"""

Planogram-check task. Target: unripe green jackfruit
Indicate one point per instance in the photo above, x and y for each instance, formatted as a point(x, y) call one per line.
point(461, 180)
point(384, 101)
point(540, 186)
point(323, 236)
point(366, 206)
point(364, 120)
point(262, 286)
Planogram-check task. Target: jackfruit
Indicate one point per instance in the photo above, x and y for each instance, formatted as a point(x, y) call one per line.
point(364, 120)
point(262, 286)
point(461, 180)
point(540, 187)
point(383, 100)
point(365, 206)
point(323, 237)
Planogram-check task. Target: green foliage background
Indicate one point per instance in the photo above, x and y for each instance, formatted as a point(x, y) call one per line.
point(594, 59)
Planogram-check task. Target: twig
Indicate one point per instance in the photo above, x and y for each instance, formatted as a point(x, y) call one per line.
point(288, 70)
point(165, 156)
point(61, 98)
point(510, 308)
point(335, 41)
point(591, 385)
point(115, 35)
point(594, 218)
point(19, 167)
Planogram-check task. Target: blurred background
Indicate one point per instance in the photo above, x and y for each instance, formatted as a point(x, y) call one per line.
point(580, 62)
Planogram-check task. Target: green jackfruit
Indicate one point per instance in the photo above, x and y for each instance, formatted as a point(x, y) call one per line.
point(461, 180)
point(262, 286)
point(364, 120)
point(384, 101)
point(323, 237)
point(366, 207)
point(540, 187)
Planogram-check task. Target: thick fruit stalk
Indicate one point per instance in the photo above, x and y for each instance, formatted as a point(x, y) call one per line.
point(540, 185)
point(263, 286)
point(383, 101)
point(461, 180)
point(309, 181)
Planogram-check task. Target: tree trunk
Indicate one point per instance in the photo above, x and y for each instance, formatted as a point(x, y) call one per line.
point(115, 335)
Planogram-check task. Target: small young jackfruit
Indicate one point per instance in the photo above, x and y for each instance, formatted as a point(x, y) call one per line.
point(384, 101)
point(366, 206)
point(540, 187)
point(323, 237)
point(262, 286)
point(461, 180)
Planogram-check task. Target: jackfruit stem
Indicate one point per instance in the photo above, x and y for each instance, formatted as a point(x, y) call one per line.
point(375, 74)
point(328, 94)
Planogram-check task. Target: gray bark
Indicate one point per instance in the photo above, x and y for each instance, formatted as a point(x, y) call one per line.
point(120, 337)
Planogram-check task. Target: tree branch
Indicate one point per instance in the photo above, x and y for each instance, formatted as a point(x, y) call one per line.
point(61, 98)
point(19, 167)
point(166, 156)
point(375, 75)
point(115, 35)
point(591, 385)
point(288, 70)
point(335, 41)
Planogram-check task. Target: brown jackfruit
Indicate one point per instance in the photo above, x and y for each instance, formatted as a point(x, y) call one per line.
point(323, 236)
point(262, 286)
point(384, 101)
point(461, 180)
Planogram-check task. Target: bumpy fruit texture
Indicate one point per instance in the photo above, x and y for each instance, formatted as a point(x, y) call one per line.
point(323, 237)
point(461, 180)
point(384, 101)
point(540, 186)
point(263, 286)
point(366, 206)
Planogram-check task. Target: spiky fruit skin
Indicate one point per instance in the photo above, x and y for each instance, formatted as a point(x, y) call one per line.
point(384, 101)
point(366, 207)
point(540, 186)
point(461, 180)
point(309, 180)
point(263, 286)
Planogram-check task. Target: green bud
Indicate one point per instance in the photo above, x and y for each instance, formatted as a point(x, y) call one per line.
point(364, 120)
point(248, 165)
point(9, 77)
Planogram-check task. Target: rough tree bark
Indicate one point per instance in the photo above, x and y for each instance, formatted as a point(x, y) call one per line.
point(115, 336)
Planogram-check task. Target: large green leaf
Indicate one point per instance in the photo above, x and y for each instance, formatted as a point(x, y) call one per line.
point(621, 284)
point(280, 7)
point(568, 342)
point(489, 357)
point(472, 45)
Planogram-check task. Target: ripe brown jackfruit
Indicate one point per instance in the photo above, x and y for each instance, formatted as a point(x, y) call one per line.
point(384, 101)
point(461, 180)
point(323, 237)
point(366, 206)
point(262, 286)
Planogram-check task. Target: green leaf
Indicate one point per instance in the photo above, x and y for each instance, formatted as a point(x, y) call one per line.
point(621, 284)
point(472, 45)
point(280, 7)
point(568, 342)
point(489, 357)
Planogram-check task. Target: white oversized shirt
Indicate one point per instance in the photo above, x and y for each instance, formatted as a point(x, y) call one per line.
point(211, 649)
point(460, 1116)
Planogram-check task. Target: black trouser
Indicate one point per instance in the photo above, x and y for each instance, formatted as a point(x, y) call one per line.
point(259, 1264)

"""

**Exercise description**
Show the lines in the entries above that include the string "green".

**Worked solution**
Planogram-check task. Target: unripe green jackfruit
Planogram-check task. Target: green foliage background
Planogram-check task. Target: green jackfruit
Planogram-check task. Target: green bud
Planogram-check task. Target: large green leaf
Planogram-check task. Target: green leaf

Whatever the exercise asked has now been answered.